Output consists of the line that contains "Task: in the photo above, where can the woman's face" plus every later line of the material below, each one duplicated exactly.
######
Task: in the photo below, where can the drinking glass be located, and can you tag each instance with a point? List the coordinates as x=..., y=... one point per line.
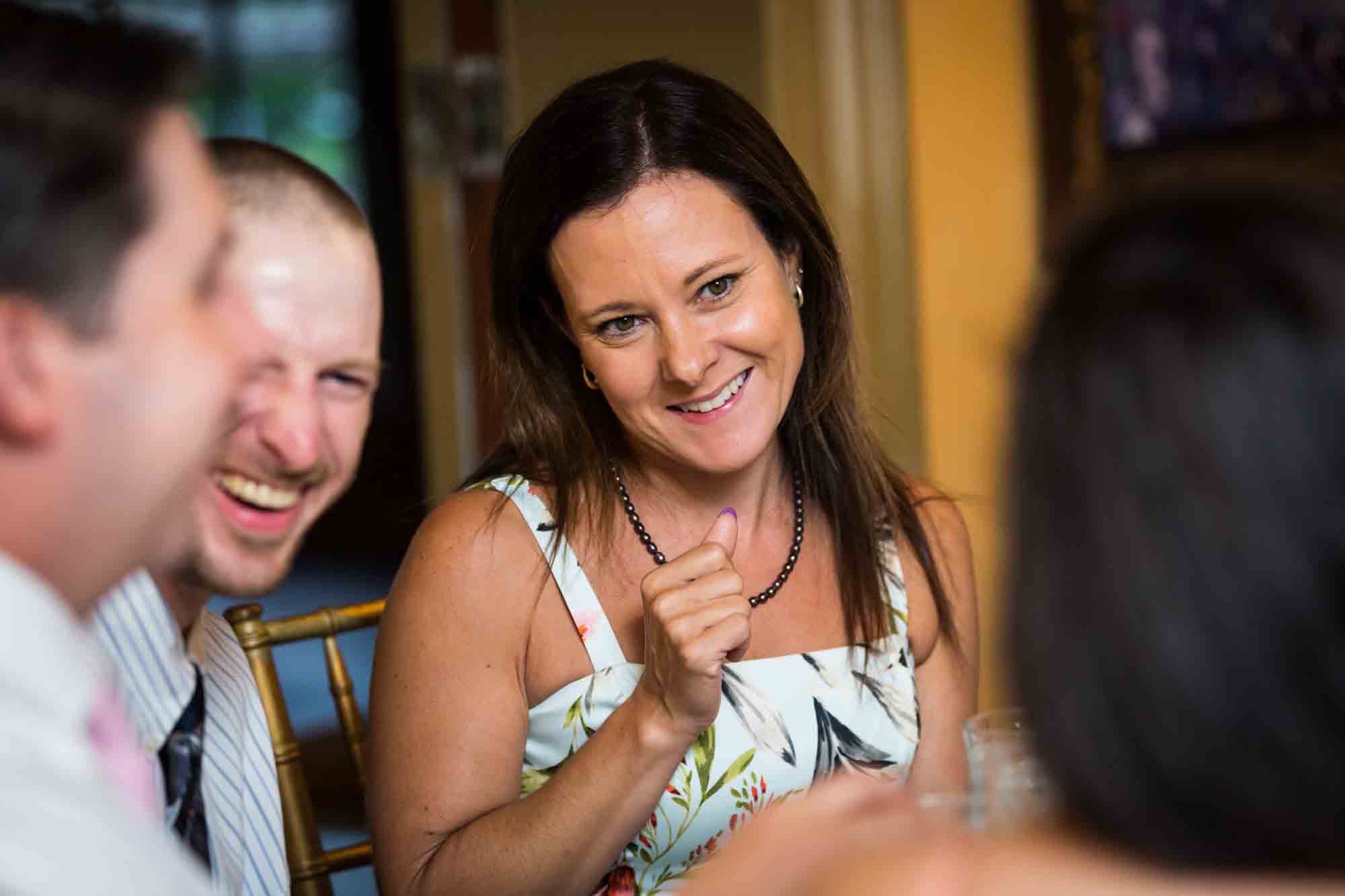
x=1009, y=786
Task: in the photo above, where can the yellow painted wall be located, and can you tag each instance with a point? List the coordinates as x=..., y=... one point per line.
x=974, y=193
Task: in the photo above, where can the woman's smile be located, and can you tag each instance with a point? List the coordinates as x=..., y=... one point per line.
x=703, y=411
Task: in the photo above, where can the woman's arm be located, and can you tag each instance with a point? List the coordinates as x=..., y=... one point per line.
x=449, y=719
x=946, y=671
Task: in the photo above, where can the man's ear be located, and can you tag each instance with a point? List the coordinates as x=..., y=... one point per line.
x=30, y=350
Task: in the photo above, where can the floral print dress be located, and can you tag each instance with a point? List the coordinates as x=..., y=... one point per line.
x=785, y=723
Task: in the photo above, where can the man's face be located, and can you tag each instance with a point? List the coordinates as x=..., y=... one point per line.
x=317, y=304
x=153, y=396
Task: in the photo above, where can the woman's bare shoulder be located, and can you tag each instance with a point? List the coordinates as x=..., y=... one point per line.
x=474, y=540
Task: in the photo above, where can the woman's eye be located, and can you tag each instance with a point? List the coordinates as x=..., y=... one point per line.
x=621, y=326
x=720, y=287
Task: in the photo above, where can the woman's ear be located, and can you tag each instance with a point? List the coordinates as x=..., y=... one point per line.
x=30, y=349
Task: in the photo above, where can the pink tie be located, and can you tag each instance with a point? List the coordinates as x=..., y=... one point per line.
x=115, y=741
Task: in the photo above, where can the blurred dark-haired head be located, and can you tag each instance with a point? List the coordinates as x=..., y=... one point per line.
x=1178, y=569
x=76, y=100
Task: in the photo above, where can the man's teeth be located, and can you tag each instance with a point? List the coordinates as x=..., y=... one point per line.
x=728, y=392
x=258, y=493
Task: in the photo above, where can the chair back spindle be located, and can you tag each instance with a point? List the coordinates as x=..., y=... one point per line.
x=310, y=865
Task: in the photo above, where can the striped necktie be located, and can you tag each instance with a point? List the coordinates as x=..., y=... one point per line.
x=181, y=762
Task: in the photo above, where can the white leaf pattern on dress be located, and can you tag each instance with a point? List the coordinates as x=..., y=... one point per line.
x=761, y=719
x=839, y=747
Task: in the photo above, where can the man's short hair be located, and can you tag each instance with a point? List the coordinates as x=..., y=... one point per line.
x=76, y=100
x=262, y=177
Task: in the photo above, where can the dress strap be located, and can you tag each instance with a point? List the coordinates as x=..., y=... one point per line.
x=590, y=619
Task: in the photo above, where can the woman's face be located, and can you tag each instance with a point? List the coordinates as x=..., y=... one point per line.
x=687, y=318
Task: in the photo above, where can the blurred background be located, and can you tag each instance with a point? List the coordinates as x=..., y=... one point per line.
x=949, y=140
######
TASK ANSWER:
Task: in the photo above, where can the woman's face be located, and can you tag each instance with a point? List the coordinates as x=..., y=... one point per line.
x=687, y=318
Task: in the photo above, where can the blurred background be located, and can you tag each instance with a point? List the coordinates as x=..., y=... one point per line.
x=949, y=140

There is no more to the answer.